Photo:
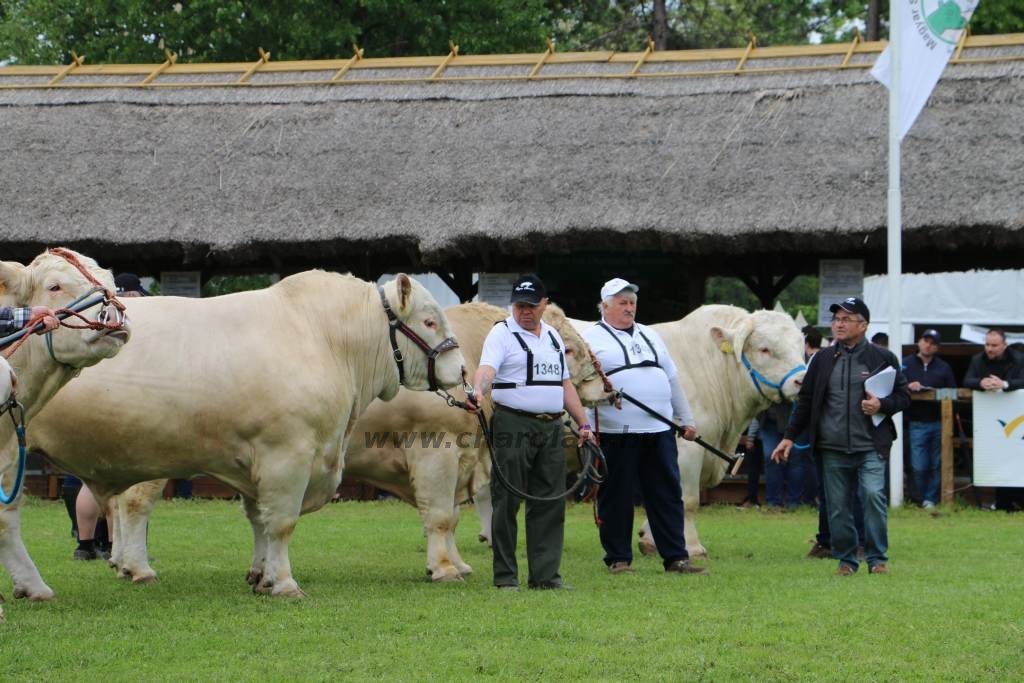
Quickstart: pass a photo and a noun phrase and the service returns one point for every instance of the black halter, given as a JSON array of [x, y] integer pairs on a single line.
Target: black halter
[[394, 325]]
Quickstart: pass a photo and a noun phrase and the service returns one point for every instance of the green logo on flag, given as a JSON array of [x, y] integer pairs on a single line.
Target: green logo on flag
[[946, 18]]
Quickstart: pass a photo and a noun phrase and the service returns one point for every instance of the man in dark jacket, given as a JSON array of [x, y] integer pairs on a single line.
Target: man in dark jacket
[[837, 412], [998, 368], [926, 371]]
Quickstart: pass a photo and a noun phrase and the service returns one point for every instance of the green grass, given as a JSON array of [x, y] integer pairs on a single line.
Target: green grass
[[951, 610]]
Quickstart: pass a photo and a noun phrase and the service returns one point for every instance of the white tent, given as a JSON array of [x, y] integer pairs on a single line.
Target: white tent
[[983, 298]]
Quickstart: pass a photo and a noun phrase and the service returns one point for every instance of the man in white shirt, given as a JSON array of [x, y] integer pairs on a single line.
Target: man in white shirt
[[523, 361], [638, 447]]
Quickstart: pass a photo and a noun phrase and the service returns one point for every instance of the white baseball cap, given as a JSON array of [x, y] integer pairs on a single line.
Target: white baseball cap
[[616, 285]]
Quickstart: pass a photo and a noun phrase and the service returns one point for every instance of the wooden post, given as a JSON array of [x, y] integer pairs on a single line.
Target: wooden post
[[947, 452]]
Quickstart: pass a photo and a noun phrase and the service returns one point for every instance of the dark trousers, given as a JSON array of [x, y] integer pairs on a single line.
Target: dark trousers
[[530, 455], [651, 461]]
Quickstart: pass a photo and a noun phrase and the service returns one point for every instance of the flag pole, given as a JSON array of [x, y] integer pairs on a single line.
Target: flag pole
[[895, 242]]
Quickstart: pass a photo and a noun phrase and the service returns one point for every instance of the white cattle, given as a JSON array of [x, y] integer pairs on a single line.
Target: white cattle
[[42, 366], [260, 390], [732, 365], [428, 454]]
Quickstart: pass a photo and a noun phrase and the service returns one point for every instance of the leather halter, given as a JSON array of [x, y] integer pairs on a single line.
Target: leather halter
[[395, 326]]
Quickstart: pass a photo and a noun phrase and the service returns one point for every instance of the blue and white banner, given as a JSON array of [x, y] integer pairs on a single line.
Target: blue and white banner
[[998, 438], [930, 31]]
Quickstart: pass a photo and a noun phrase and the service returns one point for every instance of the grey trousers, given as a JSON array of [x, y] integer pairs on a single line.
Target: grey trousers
[[529, 453]]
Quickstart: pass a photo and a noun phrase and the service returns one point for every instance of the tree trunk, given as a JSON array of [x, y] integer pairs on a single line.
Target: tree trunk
[[662, 26]]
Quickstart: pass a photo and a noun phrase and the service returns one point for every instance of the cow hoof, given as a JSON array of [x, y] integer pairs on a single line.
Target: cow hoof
[[647, 548], [448, 579], [288, 589], [40, 596]]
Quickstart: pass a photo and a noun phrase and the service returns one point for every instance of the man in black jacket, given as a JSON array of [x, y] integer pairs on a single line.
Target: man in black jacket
[[837, 413], [998, 368]]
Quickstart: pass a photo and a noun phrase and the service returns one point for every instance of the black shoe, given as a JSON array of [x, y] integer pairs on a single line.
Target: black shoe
[[83, 554]]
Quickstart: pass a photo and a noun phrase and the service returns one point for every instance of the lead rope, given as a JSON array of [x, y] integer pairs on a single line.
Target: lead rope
[[18, 423]]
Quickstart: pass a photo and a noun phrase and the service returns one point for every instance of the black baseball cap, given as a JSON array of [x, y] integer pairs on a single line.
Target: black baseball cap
[[129, 282], [528, 289], [852, 305]]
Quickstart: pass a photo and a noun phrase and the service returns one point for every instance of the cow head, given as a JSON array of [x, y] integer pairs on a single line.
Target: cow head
[[770, 349], [55, 282], [590, 382], [426, 349]]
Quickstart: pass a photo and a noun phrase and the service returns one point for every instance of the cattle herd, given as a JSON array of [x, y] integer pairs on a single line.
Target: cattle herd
[[220, 398]]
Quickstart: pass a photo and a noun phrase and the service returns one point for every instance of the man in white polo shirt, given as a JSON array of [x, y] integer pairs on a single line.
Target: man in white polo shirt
[[638, 447], [523, 363]]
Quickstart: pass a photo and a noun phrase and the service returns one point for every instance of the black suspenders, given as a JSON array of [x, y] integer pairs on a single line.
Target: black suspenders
[[626, 355], [529, 364]]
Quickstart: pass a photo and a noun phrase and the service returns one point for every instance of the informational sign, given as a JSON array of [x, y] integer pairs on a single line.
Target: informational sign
[[838, 279], [180, 283], [998, 438], [496, 288]]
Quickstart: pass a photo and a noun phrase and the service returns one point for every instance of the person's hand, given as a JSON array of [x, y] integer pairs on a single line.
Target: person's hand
[[781, 452], [871, 404], [587, 434], [49, 319], [991, 383]]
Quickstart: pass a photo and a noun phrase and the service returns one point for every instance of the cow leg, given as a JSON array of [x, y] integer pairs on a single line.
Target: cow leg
[[275, 512], [484, 509], [260, 543], [130, 553], [13, 556], [464, 568], [435, 480]]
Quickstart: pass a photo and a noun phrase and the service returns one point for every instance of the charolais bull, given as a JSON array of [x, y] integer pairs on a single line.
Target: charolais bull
[[260, 390]]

> [Work to do]: Copy out all the material above word for word, but leave out the pictures.

> [Solved problem]:
Photo:
Quickstart: pass a photo and a noun phrase and the service returns one point for every instance of the black halter, given as a JSON array of [x, y] integer pairs on a single line.
Target: black halter
[[394, 325]]
Quickstart: pass a photo and a noun phrase and the service returns one point for every instance of the green logo on flag, given as a JSON array of [x, y] integer pairs on a single line.
Target: green logo on flag
[[946, 18]]
Quickstart: pass a photo and a noun phrase and the service returns one point for every instance of the man in dark jacket, given as a JSON array of [x, y] integer pairs on a single line.
Target: man in dark jacket
[[837, 412], [998, 368], [926, 371]]
Quickstart: pass a photo and a noun phrase and the service returns one point for every instance of the green grass, given as a JSON array of [x, y] integer pairs on a single line.
Target: green grass
[[951, 610]]
Quickstart: pass a photo and a noun phrase and the service returns one point for every instance of the white tent, given as a JSON array of [x, y] integer pairs on a single line.
Target: white tent
[[983, 298]]
Quickstart: pass a photo and a noun phrase and the service returns one point for every instance of the man in white shirt, given as a JSON array of [x, y] integer pairs on a single line.
Target: man in white shirt
[[523, 361], [638, 447]]
Quickstart: pass a photo and a noun phrase and the service returns one point for every instance of the white baseball cap, given as a JSON array of [x, y] integer pairs on a single line.
Target: white baseball cap
[[616, 285]]
Quickstart: pass a photo and a noun phrase and the service returns one point for every instance of the wooden post, given as a JSON array of [x, y] integer pairs on a single line.
Target: wooden post
[[947, 452]]
Quickstart: pass a photo and a noun phrase and the service returns one point for every instance of the dark trousers, given as a JSON array of [x, y] integer pairs on a single line.
Target: dark trousers
[[530, 455], [651, 461]]
Quickstart: pass a photo and a noun phrase and the service returns one point for every instance of the flag pole, given as a JSON array of [x, y] integer pairs on a single line.
Target: flag pole
[[895, 242]]
Quickstart: pass a photo and a noun phrase and the service returns one point for every instance of the white cattle, given as a JSON array of [x, y] integer pairs on a single line.
Target: white cattle
[[42, 366], [260, 390], [732, 365], [428, 454]]
Quickstart: pass a photo and a noun phrase and the service returns one point for every instance of the leather halter, given as a JSON array of [x, y] integer pairs on a single line.
Target: leather halter
[[395, 326]]
Quickstart: pass a photo and a noun phrase and the service returns one point for every instance of the blue and white banner, given as a JSON array of [x, y] integer pairs on a single line.
Target: blue and white banner
[[998, 438], [930, 31]]
Quickstart: pass a photo and a noun phrase and the service returns one point for every instance of the grey trousers, given as a JSON array of [x, y] integer pairs on a single line.
Target: grey trousers
[[529, 453]]
Quickstart: pass a photo and a noun phrase and the service returns one point for every instance of the tree trunk, given as a JSON array of [x, y] integer pairs on a single line.
Target: tree trunk
[[662, 26]]
Quickstart: pass a photo and a noun phrase and the service returns one point for every instance of the cow hoof, given as a JSON array of [x, y] integer pairs on a single line.
Target: cow hoof
[[647, 548], [448, 579], [288, 589], [40, 596]]
Quickstart: pass a photo and a noun phrase and the service returns one point for every instance of the man in black jacket, given as a JSON array of [x, y] integer pairs on a single line.
Target: man in black jacket
[[837, 413], [998, 368]]
Quickstart: pass a photo and a noun phrase and the service returns one point for every instance of the black shoe, given as a JSON array of [x, y] integer pairs on a single line.
Target: black shoe
[[83, 554]]
Quickstart: pass a photo and a noun phrase and the service returns one point for every instance of the lead rope, given as a JSON array of [x, y] integer pairs on a single line.
Target: lead rope
[[18, 423]]
Quickstart: pass a photo and a noun phrase and the service returns one point for every instance of the black baseball cap, given as a JSON array of [x, y] integer pairs on a single line.
Target: black baseball cap
[[129, 282], [528, 289], [852, 305]]
Quickstart: pass a photo and a noun phrase and the service returns one point for every instance of the cow head, given as a JSON array of [x, y] integer pairs on a single line.
Target: cow head
[[770, 349], [55, 282], [590, 382], [426, 349]]
Quickstart: pass a photo and a noun phrase and the service returns one point for every instance of the cattle herd, given as a JSON array of [x, y] integer pairs on a single line.
Target: cattle herd
[[220, 398]]
Quickstart: pass a photo and a noun phrase and the service returns one point for every instance of the man in white polo shirt, given as a JSON array of [x, y] integer pairs on a single line.
Target: man in white polo shirt
[[638, 447], [523, 363]]
Quickstart: pass a photo and a noun phrase and the service returns one point for every instance of the black suspenders, given as a JSON array of [x, y] integer pairs on a single line.
Target: black suspenders
[[626, 355], [529, 364]]
Quickstart: pass a photo and a noun phrase and the service returns one point for every instance of the informational sign, given as a JSON array of [x, y] integer pairs on a single line.
Target: informational sign
[[838, 279], [180, 283], [998, 438], [496, 288]]
Quickstart: pass a photo and a noun phrase and the service returns one point for every instance of the person's hand, given as a JSON array of [x, y] integer pairs on a single line.
Target: person's hand
[[781, 452], [871, 404], [587, 434], [49, 319], [991, 383]]
Quickstart: pass a photo and a noun phrase and the service returns one point for every instance of the cow leg, given as a JSON array of [x, y] integer pairs on a single line.
Target: cow leg
[[275, 512], [484, 509], [260, 543], [130, 553], [13, 556], [464, 568], [435, 480]]
Quickstart: pass a photo and a noun phrase and the service returns one point for every instance of the charolais bull, given as a JSON array of [x, y] integer pairs on a single line.
Target: charolais bull
[[260, 390]]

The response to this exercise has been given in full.